Responda às perguntas a seguir usando o texto sobre transporte público.
(a) Segundo a pesquisa do Ipea, que percentual da população usa ônibus, metrô ou outros meios coletivos para se locomover?
(b) Até quando Ronaldo Santos pretende comprar um carro?
(c) Quantos veículos já circulam no Distrito Federal, segundo o texto?

§ **Texto fornecido**

---

Ana Elisa Santana – Correio Braziliense
Atrasos constantes e receio quanto à violência figuram entre os principais problemas apontados pelos usuários
O transporte público é o meio de transporte mais utilizado pelos brasileiros dentro das cidades. Segundo a Pesquisa do Sistema de Indicadores de Percepção Social (SIPS), divulgada ontem pelo Instituto de Pesquisa Econômica Aplicada (Ipea), 43,4% da população usa ônibus, metrô ou outros meios coletivos para se locomover. No entanto, uma histórica falta de estrutura no sistema faz com que parte da população opte por andar em seus próprios veículos.
O publicitário Ronaldo Santos toma ônibus ou metrô diariamente para ir de sua casa, em Taguatinga, até o trabalho no Setor Comercial Norte. Mesmo morando perto de uma estação de metrô e com a dificuldade que há para estacionar na Asa Norte, ele pretende comprar um carro até maio e se juntar aos cerca de 1,3 milhão de veículos que já circulam no Distrito Federal. “Hoje, vejo que a saída é pagar por estacionamento. Colocando na balança, vale a pena gastar mais para vir de carro do que enfrentar chuva, sol e demora de ônibus”, compara.

---

(Entradas de dados armazenadas)
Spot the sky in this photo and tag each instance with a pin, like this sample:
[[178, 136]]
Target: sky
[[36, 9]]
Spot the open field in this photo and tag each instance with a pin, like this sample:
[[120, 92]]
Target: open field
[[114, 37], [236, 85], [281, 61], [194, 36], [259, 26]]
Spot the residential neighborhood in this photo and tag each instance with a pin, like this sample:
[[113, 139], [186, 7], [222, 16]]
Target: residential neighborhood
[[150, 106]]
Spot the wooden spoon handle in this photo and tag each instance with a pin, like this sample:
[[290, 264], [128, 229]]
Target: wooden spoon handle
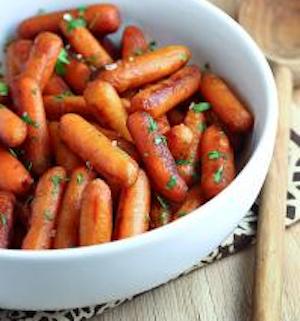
[[269, 250]]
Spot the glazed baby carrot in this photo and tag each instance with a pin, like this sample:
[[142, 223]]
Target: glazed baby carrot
[[29, 101], [163, 124], [217, 162], [84, 43], [13, 130], [133, 209], [157, 99], [105, 103], [59, 105], [16, 56], [42, 58], [45, 208], [194, 199], [195, 120], [147, 68], [159, 163], [67, 230], [87, 142], [179, 140], [96, 217], [55, 86], [133, 42], [63, 155], [7, 203], [14, 176], [161, 212], [100, 18], [77, 74], [227, 106], [120, 142], [175, 116]]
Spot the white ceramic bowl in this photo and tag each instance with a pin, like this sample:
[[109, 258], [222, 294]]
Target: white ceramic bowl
[[85, 276]]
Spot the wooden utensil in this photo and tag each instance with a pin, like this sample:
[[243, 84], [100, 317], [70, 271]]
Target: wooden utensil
[[275, 26]]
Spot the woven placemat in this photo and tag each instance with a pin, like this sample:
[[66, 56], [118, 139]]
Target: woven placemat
[[242, 237]]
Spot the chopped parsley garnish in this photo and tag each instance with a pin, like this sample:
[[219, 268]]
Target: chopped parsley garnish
[[160, 140], [3, 219], [181, 213], [13, 152], [200, 107], [48, 215], [183, 162], [61, 97], [28, 165], [3, 89], [172, 182], [56, 180], [89, 166], [218, 175], [152, 125], [62, 60], [201, 127], [152, 45], [26, 119], [139, 52], [80, 178], [162, 202], [183, 57], [93, 22]]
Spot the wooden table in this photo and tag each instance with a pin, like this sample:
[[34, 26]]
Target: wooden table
[[219, 291]]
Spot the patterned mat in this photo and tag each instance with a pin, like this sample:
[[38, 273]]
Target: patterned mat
[[242, 237]]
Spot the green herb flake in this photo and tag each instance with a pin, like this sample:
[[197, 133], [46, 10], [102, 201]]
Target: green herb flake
[[62, 96], [139, 52], [200, 107], [41, 12], [183, 57], [80, 178], [28, 165], [56, 180], [162, 202], [3, 219], [48, 215], [152, 45], [218, 175], [89, 166], [172, 182], [152, 125], [183, 162], [201, 127], [13, 152], [3, 89], [76, 23], [62, 60], [26, 119], [181, 213], [94, 20]]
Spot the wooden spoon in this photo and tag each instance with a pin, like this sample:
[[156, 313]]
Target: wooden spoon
[[275, 25]]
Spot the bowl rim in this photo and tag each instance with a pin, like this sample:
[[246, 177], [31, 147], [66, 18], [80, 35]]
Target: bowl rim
[[268, 132]]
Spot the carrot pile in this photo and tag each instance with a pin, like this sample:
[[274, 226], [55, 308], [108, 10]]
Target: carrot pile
[[102, 141]]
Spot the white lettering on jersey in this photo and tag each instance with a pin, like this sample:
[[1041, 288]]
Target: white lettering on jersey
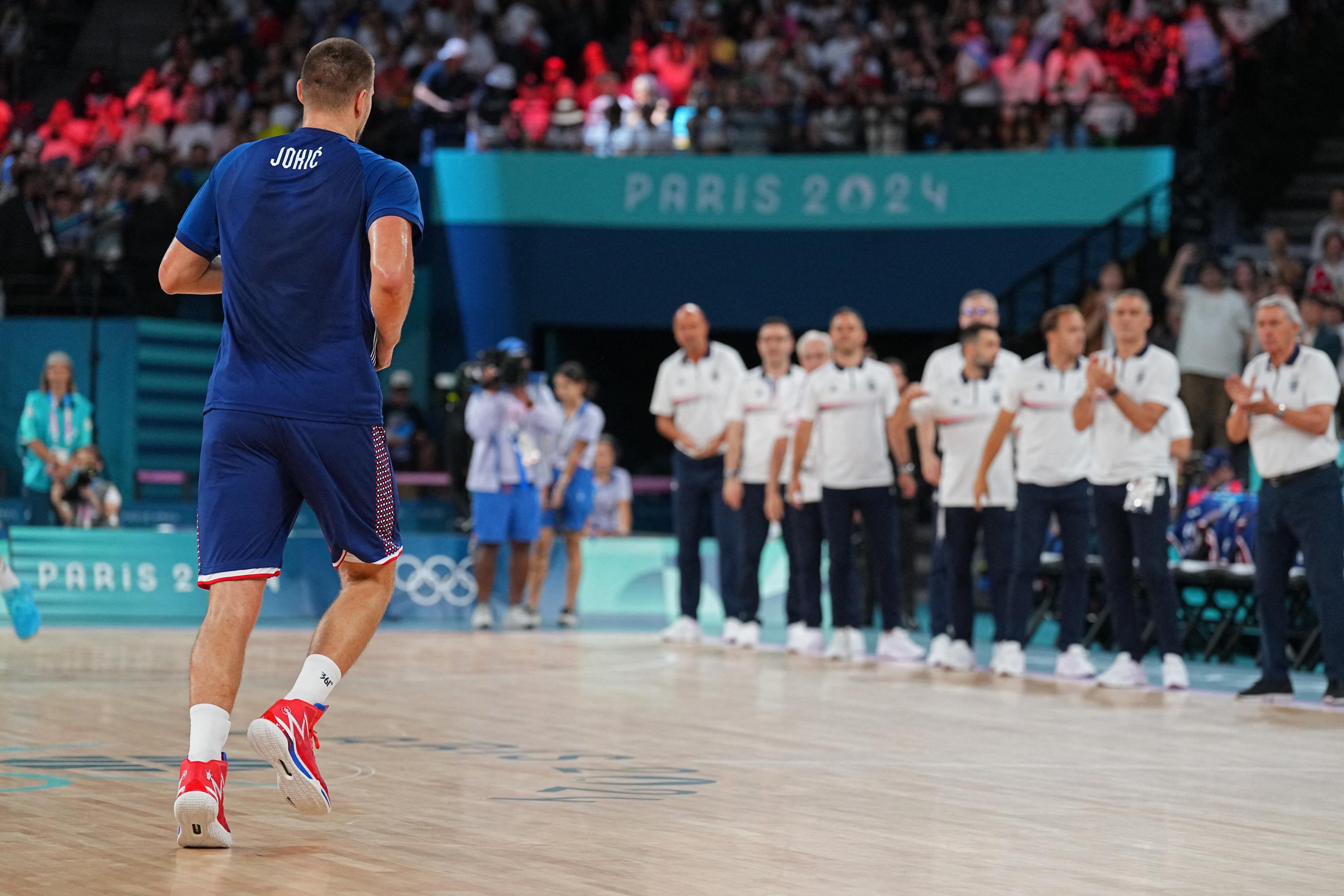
[[299, 160]]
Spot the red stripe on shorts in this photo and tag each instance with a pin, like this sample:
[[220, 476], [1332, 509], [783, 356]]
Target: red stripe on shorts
[[385, 495]]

---

§ **Resultado do exercício**
(a) 43,4%
(b) Até maio
(c) Cerca de 1,3 milhão